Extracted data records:
===

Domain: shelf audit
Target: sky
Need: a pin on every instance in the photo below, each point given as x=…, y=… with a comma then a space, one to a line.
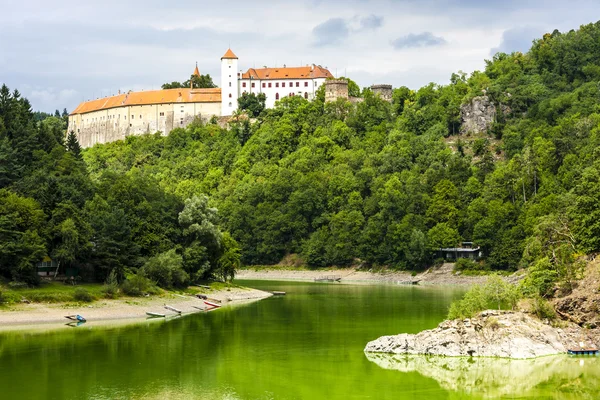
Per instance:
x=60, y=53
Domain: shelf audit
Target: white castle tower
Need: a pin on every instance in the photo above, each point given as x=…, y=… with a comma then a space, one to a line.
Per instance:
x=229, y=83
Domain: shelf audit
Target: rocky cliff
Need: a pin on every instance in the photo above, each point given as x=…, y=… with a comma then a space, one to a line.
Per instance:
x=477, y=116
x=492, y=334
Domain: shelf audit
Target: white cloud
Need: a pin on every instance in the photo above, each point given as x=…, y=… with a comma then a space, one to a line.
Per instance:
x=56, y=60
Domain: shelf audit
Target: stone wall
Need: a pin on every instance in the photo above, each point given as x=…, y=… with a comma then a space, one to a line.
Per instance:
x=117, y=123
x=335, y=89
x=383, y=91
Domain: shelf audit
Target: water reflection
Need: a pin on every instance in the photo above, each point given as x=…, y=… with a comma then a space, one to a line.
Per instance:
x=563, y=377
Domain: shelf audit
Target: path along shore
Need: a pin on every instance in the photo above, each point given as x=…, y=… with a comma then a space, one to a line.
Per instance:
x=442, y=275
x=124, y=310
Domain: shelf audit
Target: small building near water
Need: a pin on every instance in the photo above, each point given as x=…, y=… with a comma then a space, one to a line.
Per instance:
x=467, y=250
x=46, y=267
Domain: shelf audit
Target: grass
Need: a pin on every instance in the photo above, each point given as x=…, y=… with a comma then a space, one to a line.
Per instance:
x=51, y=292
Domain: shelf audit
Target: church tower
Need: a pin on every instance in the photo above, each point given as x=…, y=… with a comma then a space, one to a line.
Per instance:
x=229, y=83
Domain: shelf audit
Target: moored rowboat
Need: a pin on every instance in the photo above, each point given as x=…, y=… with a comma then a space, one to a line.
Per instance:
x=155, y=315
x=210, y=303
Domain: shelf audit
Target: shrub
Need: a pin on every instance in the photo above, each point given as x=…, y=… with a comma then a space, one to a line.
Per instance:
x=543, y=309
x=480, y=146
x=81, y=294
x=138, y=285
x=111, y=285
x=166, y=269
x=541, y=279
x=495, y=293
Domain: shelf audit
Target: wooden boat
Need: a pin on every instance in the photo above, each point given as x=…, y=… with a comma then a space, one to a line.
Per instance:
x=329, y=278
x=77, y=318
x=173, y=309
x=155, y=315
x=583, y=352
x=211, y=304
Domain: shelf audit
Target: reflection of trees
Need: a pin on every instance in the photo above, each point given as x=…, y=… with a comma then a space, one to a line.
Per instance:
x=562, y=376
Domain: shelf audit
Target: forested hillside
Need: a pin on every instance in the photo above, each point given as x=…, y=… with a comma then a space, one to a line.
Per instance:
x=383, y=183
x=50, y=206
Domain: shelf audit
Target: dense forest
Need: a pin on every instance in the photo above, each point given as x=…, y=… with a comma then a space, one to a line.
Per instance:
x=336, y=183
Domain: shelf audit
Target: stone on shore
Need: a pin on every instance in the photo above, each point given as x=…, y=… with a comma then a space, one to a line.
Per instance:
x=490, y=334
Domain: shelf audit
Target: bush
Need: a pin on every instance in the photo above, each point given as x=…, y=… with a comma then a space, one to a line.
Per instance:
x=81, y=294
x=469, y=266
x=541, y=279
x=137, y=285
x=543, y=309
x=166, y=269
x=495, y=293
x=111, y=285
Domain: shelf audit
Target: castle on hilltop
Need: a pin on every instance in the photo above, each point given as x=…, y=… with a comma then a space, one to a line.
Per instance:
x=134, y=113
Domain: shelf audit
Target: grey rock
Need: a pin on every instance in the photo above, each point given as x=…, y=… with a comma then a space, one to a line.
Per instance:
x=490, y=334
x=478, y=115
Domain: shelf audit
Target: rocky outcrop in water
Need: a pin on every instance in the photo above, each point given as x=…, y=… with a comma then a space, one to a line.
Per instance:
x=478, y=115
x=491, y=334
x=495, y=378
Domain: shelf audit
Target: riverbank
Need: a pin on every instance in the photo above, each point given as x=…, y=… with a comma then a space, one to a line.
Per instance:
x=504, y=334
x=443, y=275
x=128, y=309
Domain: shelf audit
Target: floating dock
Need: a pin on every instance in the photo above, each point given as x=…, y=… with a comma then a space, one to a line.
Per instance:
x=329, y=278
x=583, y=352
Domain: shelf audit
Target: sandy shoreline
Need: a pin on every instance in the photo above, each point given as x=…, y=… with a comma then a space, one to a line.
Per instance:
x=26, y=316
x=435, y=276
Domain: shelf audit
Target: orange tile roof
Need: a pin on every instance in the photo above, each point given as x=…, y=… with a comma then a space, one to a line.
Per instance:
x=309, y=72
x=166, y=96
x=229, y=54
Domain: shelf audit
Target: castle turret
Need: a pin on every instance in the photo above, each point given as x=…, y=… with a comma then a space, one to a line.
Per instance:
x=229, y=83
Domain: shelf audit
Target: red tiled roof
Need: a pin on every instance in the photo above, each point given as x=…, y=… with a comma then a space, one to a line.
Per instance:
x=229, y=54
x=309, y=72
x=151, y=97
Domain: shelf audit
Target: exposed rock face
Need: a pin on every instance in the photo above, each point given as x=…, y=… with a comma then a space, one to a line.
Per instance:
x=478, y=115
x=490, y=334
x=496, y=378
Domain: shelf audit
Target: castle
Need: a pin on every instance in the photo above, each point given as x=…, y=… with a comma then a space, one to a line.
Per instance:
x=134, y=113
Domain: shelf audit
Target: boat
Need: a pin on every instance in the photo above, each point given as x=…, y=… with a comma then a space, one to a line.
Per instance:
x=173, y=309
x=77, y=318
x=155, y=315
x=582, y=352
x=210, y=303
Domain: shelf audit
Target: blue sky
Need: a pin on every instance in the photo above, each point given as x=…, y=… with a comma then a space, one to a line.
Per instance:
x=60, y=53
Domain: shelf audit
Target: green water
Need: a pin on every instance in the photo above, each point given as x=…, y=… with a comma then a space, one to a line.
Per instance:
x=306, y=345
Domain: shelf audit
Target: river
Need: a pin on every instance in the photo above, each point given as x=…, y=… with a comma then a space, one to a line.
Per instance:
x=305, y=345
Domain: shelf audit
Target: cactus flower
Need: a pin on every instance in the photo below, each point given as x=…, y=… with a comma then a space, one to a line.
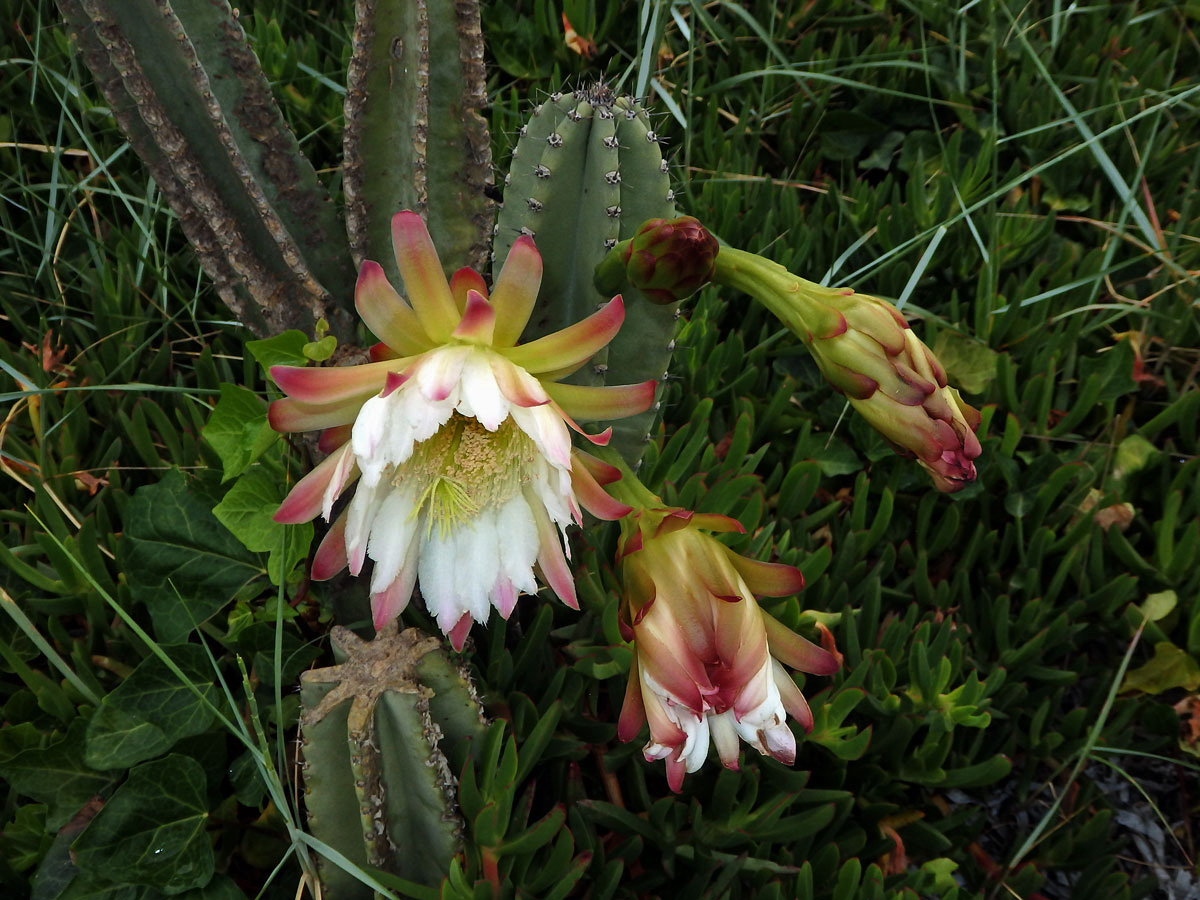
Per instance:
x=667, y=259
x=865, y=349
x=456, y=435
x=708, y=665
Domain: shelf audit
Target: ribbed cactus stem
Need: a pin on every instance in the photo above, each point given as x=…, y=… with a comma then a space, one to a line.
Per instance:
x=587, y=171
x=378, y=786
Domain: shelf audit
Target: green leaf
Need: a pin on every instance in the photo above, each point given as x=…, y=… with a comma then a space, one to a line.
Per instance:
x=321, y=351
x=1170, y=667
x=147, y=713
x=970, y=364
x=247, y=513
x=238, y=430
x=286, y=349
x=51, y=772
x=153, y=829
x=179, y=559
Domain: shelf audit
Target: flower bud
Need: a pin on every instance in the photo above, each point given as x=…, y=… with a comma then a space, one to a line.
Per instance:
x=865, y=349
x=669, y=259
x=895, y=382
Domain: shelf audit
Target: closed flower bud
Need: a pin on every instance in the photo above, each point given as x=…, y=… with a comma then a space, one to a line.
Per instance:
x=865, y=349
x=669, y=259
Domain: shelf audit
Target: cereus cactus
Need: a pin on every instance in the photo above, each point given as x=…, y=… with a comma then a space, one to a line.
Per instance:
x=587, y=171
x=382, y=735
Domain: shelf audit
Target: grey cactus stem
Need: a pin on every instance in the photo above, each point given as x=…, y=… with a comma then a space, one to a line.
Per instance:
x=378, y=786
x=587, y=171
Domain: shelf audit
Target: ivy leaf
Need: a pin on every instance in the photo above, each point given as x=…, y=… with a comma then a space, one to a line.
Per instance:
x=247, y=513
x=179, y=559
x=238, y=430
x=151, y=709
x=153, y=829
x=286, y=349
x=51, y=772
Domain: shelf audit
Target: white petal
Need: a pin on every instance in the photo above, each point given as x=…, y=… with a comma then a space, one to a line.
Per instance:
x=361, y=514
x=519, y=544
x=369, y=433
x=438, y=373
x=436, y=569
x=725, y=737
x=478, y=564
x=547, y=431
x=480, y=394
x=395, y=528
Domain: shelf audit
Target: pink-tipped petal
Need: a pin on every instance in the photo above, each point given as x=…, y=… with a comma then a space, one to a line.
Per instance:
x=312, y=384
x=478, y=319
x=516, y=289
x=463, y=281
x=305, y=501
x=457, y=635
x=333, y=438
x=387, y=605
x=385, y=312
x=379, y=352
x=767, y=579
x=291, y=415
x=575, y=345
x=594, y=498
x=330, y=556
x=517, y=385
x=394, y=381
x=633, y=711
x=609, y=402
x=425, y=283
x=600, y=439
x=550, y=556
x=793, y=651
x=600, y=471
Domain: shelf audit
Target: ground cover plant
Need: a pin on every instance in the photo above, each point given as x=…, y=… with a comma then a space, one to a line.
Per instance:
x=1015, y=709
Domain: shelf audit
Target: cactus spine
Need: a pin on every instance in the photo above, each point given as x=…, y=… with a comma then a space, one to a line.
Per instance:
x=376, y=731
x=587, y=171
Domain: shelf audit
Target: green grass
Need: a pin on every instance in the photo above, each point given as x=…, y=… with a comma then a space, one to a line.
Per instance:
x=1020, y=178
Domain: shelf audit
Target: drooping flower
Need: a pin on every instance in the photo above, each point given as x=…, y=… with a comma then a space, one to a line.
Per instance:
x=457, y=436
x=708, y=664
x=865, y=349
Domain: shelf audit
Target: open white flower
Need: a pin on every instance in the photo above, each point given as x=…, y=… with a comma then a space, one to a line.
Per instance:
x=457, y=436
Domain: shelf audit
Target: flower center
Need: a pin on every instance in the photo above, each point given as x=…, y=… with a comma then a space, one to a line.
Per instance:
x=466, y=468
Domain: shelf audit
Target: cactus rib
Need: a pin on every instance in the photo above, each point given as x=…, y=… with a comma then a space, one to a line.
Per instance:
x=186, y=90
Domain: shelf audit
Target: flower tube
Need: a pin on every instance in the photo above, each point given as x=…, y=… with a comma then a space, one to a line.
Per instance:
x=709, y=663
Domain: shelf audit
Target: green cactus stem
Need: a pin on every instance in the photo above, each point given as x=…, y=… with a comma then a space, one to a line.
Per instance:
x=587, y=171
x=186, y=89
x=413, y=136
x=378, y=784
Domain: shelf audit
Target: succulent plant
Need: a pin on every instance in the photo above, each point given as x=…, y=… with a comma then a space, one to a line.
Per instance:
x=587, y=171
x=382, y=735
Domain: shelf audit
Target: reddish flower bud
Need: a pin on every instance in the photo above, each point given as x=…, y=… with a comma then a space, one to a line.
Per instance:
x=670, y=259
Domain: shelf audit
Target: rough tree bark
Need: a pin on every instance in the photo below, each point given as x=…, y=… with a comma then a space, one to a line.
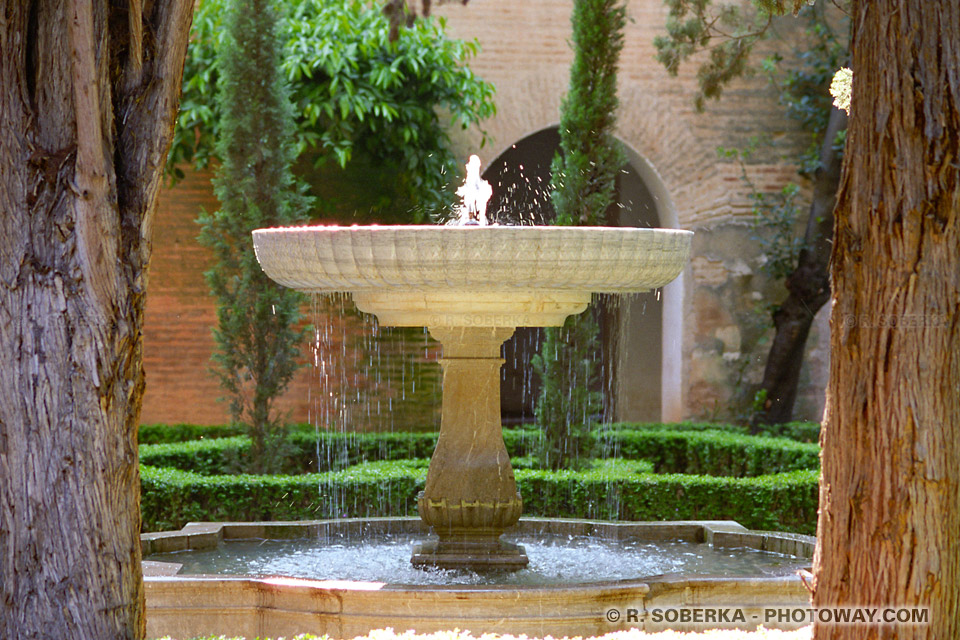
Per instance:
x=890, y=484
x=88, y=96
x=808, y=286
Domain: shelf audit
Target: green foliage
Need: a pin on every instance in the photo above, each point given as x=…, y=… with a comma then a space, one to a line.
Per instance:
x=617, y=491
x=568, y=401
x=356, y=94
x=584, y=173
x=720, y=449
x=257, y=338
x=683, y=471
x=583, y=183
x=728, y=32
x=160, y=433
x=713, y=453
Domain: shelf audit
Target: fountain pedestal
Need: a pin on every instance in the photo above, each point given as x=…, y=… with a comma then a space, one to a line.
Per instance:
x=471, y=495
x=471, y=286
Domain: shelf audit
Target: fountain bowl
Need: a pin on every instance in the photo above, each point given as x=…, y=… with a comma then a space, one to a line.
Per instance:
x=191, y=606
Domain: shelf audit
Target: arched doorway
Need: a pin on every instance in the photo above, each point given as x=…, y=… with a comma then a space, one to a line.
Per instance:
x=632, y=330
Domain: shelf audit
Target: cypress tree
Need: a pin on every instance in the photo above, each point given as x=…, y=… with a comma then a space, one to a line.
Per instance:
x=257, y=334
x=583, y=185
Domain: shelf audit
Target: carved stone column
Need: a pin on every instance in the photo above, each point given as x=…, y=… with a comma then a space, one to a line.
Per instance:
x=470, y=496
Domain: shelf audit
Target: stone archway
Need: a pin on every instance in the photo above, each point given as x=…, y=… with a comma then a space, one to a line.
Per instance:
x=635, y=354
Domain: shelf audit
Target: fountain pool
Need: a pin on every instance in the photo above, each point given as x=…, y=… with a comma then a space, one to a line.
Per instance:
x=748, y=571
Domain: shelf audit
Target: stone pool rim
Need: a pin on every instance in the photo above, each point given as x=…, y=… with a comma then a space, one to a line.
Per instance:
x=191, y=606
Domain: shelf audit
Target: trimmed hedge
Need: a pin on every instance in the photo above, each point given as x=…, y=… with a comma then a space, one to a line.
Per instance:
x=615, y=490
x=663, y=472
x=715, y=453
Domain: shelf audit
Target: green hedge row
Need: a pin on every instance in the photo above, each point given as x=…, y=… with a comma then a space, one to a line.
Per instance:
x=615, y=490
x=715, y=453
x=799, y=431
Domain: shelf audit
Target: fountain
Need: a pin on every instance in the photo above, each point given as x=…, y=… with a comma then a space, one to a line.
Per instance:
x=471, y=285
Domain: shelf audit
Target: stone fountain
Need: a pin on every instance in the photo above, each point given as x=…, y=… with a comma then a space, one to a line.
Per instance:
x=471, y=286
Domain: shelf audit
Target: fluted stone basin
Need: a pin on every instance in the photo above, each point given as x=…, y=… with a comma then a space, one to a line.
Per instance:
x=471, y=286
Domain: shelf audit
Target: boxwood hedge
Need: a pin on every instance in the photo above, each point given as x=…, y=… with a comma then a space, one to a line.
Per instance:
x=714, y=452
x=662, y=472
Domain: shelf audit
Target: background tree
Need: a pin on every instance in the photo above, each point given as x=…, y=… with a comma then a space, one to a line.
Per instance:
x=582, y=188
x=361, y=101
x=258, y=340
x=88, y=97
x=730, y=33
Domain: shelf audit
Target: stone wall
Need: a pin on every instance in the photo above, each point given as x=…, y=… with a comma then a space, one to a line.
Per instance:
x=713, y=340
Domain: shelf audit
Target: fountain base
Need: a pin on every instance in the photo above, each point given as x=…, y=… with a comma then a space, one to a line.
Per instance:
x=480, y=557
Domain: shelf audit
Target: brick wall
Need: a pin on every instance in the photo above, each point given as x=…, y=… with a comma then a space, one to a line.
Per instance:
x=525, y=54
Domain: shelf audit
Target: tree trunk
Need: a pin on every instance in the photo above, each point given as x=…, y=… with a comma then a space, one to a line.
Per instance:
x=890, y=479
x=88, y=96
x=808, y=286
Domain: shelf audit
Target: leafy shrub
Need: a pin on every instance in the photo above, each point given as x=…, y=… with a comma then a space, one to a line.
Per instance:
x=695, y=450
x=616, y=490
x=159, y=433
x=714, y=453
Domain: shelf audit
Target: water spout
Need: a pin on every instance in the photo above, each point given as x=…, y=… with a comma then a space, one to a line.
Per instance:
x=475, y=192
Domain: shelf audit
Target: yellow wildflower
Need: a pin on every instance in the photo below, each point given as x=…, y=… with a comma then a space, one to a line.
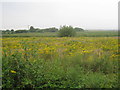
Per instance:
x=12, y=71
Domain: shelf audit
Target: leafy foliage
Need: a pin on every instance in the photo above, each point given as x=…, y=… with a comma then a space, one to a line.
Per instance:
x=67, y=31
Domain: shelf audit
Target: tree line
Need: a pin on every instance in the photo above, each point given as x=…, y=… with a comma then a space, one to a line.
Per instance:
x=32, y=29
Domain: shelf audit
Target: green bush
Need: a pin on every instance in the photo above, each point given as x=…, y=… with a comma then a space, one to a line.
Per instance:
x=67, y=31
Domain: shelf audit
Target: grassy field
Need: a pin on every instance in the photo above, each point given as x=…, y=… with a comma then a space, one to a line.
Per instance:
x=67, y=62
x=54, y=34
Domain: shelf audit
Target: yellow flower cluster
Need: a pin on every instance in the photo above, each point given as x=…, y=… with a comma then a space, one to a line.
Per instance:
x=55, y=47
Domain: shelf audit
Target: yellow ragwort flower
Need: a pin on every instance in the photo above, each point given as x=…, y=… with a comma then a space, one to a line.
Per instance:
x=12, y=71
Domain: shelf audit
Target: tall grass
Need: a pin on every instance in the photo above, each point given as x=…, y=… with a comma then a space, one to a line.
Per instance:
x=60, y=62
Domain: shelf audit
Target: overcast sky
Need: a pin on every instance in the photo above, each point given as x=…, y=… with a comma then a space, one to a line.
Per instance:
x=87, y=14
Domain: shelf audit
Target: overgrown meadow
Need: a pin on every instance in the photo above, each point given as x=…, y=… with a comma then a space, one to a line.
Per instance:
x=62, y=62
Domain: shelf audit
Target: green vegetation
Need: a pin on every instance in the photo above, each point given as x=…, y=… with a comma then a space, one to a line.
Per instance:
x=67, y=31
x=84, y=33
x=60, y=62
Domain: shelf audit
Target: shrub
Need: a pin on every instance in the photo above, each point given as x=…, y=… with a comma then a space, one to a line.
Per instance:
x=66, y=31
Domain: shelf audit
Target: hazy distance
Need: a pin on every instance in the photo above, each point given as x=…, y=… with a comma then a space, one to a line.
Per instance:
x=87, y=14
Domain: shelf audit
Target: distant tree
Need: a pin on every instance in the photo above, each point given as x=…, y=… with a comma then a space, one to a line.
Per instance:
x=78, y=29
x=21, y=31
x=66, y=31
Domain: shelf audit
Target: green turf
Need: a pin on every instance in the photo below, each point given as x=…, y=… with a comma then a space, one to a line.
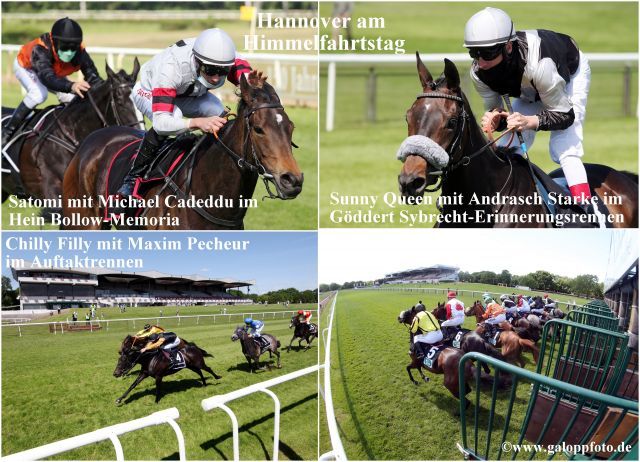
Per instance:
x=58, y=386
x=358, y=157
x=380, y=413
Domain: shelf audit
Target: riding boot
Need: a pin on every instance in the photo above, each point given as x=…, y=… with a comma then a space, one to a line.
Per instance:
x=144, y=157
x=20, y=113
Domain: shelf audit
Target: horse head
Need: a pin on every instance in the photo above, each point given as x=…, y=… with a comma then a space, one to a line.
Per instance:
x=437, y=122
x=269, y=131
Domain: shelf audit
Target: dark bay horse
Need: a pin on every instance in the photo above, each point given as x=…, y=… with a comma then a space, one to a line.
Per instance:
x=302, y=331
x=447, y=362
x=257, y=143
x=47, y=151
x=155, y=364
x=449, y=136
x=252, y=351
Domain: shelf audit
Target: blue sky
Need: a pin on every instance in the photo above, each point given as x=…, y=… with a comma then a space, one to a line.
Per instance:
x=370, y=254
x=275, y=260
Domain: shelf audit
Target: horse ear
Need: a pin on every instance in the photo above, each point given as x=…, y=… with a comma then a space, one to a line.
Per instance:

===

• [EXERCISE BRIEF] Which lines of the material above contain the string "horse", counting only matches with the same capitalization? Report each of those lines in full.

• [OUTPUT FOR THIS TASK]
Target: horse head
Target: dark bay horse
Target: horse ear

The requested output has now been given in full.